* **Passage shown**

◇ ◇ ◇

Of course, explaining anything in detail is likely to make people think you work in the industry (I do not) and get accused of being a shill. All of which proves to me that older generations had a much easier life because nobody so financially ignorant today is in any sort of position to be able to buy a home.
All that said, I don't think it's actually a price ceiling. It's a limitation of what factors can be taken into account to set rates, and constitutional amendment from Prop 108 prevents the legislature from changing it.
I have the exact same experience when discussing anything insurance related: People have wild assumptions about how much profit insurance companies are making.
When I ask people how much cheaper they think their insurance (health, home, etc) would be if we forced insurance company profits to zero they usually have some extreme guess like 50%. When you point out that, for example, health insurance profits are low single digit percentage of overall healthcare costs they just don’t believe it. The discourse is so cooked that everyone who just assumes insurers are making unbelievable profits without ever checking.
Like you said, when I try to bring numbers into the discussion I get accused of being a shill (or a “bootlicker” if the other person is young).
The environment this creates has opened the door for some really bad politics to intervene in ways that aren’t helpful. I wouldn’t be surprised if the eventual outcome in a lot of these places is that politicians pass legislation putting the local government on the hook for insurance after they squeeze regular insurers so hard they have to back out to avoid losing money in those markets. The consequences won’t manifest for several years, potentially after the politicians have left office, but could be financially burdensome. Similar to how many local governments were very generous with pension plans because politicians knew the consequences would only be felt by their successors.

◇ ◇ ◇

[Stored data]

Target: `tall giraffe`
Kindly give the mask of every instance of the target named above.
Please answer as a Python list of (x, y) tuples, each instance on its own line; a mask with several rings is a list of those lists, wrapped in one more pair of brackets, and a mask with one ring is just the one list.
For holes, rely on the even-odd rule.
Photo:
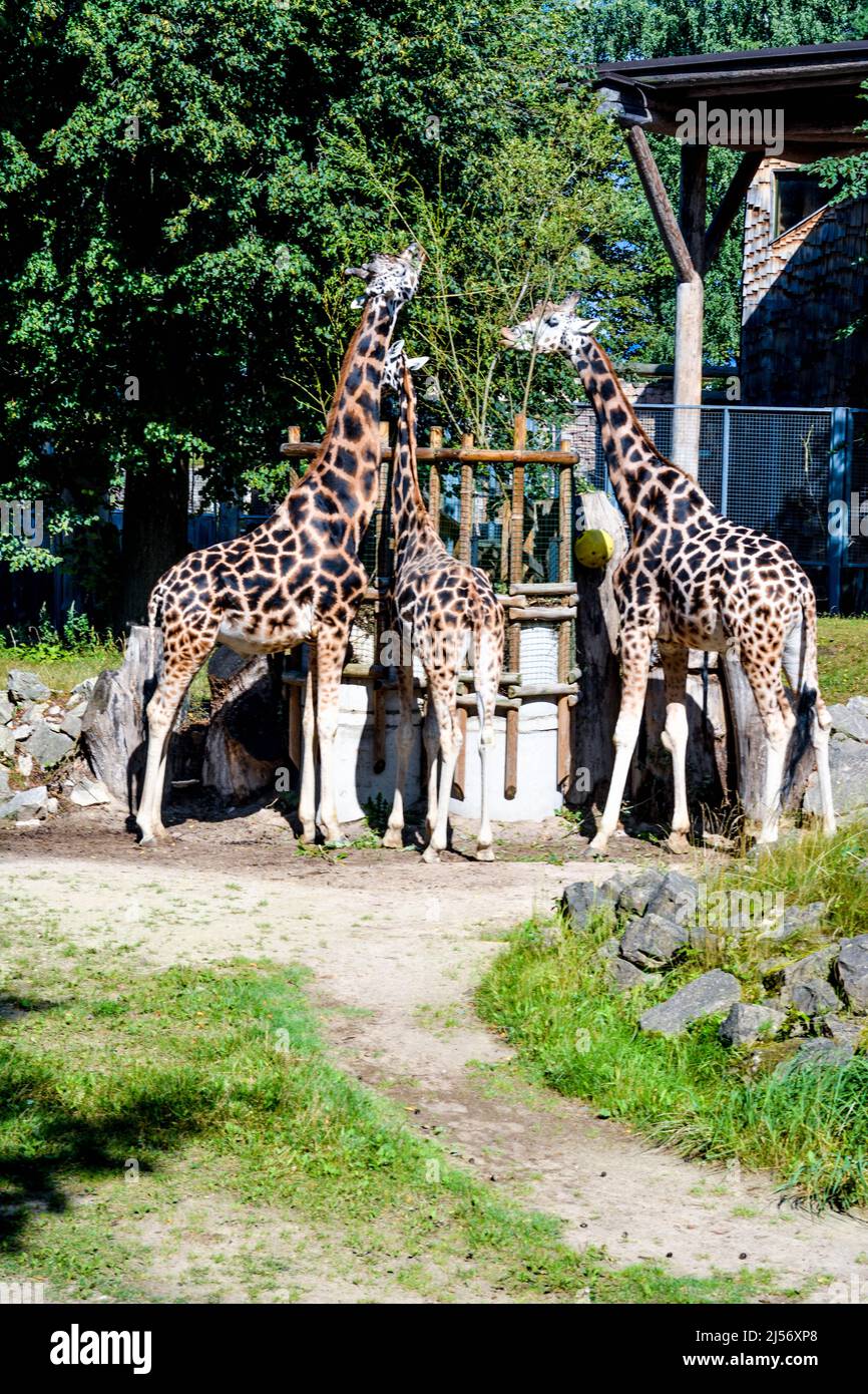
[[(485, 572), (458, 562), (446, 551), (428, 516), (417, 470), (417, 399), (412, 369), (426, 358), (407, 360), (403, 343), (389, 353), (383, 385), (400, 392), (400, 418), (393, 471), (394, 583), (393, 615), (401, 643), (398, 673), (400, 725), (394, 803), (385, 848), (401, 848), (404, 783), (412, 747), (412, 650), (428, 682), (425, 753), (428, 757), (429, 842), (425, 861), (439, 861), (449, 836), (449, 800), (461, 750), (456, 697), (468, 648), (474, 651), (474, 686), (479, 714), (481, 817), (476, 860), (493, 861), (488, 797), (488, 751), (495, 743), (495, 704), (503, 666), (503, 612)], [(437, 749), (440, 789), (437, 793)]]
[[(138, 810), (144, 845), (166, 836), (162, 799), (171, 725), (215, 644), (273, 654), (311, 643), (305, 746), (320, 757), (319, 824), (340, 841), (333, 750), (340, 675), (352, 618), (368, 584), (359, 545), (378, 496), (380, 378), (401, 305), (415, 293), (425, 254), (378, 254), (346, 275), (365, 282), (361, 322), (344, 355), (326, 434), (305, 477), (266, 523), (231, 542), (191, 552), (156, 583), (148, 605), (163, 634), (163, 664), (148, 704), (148, 763)], [(315, 769), (305, 758), (298, 814), (316, 838)]]
[[(766, 744), (758, 842), (777, 841), (782, 792), (808, 744), (816, 757), (823, 831), (832, 835), (832, 722), (819, 696), (811, 583), (783, 542), (722, 517), (695, 480), (652, 445), (594, 339), (598, 321), (580, 319), (577, 301), (578, 296), (568, 296), (560, 305), (536, 305), (529, 319), (503, 333), (507, 346), (564, 353), (573, 362), (596, 413), (609, 478), (630, 526), (630, 546), (613, 576), (623, 679), (614, 769), (591, 848), (605, 850), (617, 827), (655, 640), (666, 686), (663, 743), (673, 760), (673, 846), (683, 846), (690, 829), (685, 684), (691, 648), (736, 652), (757, 700)], [(782, 662), (796, 715), (780, 680)]]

◇ ◇ ◇

* **Your tasks**
[a] Copy the insurance comment from "When I ask people" up to and including "person is young).".
[b] In the insurance comment, what prevents the legislature from changing the limits on which factors can be used to set rates?
[c] Continue the insurance comment from the end of its final paragraph.
The rows of stored data are separate material and have nothing to do with the insurance comment.

* **Results for the exercise**
[a]
When I ask people how much cheaper they think their insurance (health, home, etc) would be if we forced insurance company profits to zero they usually have some extreme guess like 50%. When you point out that, for example, health insurance profits are low single digit percentage of overall healthcare costs they just don’t believe it. The discourse is so cooked that everyone who just assumes insurers are making unbelievable profits without ever checking.
Like you said, when I try to bring numbers into the discussion I get accused of being a shill (or a “bootlicker” if the other person is young).

[b] A constitutional amendment from Prop 108.

[c]
There is also a lot of other smells of a lack of a competitive market. Very opaque pricing, limits to how many hospitals can be opened in a region, needing paperwork to push against that limit, limits in residency slots, the entire hazing ritual of residency in the first place, limits in opening medical schools, ever escalating requirements to become a doctor, restrictions against doctor owned hospitals or clinics, the fact something like an epipen is still not out of patent and not having many clones by now, large barriers to make medical devices and medications, while simultaneously having great issues with generic drug quality, a horrible food system compared to Europe, while simultaneously having a much harder regulatory state medically compared to europe, etc.
If you're going to tell us that because health care providers and health insurance companies are some kind of magic counterbalance against each other that benefit consumers, uh, nope.
Are you talking about healthcare specifically or businesses in general? AMD wants to make the best CPUs for the most amount of money. Is that "unethical"?
Yes, it is deeply unethical that someone can be bankrupted and become homeless because of a treatable condition because the "market" has decided a price for the service that is astronomical without insurance, while at the same time tying insurance to employment, dividing up insurance markets, and making coverage subject to inscrutable, unappealable decisions made by people sitting behind desks in a completely different part of the country, while the leadership of said organizations and investors make higher profits than ever. It is deeply unethical that a CEO can make tens of millions of dollars--which for most regular people is several lifetimes worth of earnings--in a single year, while dealing in a market that regularly denies coverage to people who then suffer, are financially ruined, and die.
It's not the same as making a better CPU for more money. Not. At. All.